Line by line, retype the data exactly as it is given.

# Source records:

▼▼▼

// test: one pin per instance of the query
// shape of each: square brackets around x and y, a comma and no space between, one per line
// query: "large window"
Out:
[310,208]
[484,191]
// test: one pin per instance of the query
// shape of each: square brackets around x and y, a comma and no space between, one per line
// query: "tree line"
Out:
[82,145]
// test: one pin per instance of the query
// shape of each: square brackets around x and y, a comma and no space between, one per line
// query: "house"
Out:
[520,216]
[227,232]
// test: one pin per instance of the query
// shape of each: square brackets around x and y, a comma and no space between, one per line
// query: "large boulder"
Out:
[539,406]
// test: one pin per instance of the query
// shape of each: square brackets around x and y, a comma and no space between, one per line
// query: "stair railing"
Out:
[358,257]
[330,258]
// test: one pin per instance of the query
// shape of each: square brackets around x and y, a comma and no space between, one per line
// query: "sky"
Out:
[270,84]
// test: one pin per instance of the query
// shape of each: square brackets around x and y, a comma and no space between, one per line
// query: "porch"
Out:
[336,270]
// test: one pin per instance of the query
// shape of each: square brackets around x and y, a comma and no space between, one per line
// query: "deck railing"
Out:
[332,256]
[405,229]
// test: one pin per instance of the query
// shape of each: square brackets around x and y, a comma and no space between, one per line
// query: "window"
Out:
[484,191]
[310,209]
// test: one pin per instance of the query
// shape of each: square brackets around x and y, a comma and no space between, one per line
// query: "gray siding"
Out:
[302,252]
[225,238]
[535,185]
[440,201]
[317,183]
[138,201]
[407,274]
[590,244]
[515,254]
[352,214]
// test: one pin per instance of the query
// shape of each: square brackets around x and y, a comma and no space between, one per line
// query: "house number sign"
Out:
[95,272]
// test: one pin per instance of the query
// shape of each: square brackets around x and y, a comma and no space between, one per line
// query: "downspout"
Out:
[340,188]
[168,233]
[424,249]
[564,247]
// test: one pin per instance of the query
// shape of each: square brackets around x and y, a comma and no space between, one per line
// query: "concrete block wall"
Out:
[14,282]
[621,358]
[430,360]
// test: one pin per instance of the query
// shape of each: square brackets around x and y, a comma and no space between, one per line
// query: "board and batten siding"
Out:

▲▲▲

# SOLUTION FOR THIS EXERCISE:
// test: one pin per instance of the query
// shape of each: square brackets around x and y, a comma and no space between, one per line
// query: "large window"
Out:
[310,208]
[484,191]
// test: one pin per instance of the query
// shape of each: square brackets around x and y, a comma and no space between, one per line
// query: "tree line"
Out:
[82,145]
// test: one pin per instance of the query
// shape of each: square brackets around x and y, a comma and no space between, one per line
// query: "house"
Out:
[520,216]
[227,232]
// test: one pin per instance of the query
// shape of each: square brackets around x and y, a comma and no space between, one per line
// query: "large boulder"
Out:
[539,406]
// test: one pin per instance of the query
// shape of each: square brackets around x and y, a comma and no space between, one per line
// query: "stair railing"
Out:
[358,257]
[330,258]
// test: one pin per instance of the query
// shape of each: square brackets around x and y, a comma and no space between, one per line
// query: "sky"
Out:
[270,84]
// test: one pin per instance of the query
// shape of each: square brackets around x and y, a comma and no space between, one per line
// query: "porch"
Out:
[336,270]
// test: one pin per instance of the query
// shape of each: square brackets around x and y, a comma and no space between, one per line
// query: "deck railing"
Out:
[332,256]
[405,229]
// test: one pin per instance of the query
// shape of each: square brackets around x and y, a comma and no space between, one per line
// query: "window"
Out:
[484,191]
[310,209]
// test: one pin per instance of the query
// shape of each: square brackets around x and y, a comma and no space between, one per line
// query: "gray siding"
Out:
[302,252]
[225,238]
[535,185]
[440,201]
[317,183]
[138,201]
[407,274]
[590,244]
[515,254]
[352,214]
// test: one pin per instance of the query
// shape of each: square brackets around x and y, a comma and no space between, one per line
// query: "house number sign"
Out:
[95,272]
// test: one pin per instance of the query
// shape of each: square brackets around x and y, a comma and no space between, one per line
// query: "downspout"
Out:
[340,188]
[168,233]
[424,249]
[564,247]
// test: one pin per instance of the query
// shape of each: square brackets around x and y, a comma and no space between, one per line
// query: "concrete block wall"
Out:
[14,282]
[621,358]
[430,360]
// test: one pin per instance of the query
// shape of each: square brackets around x and y, a comma and no space between, one per line
// query: "board and batten siding"
Out:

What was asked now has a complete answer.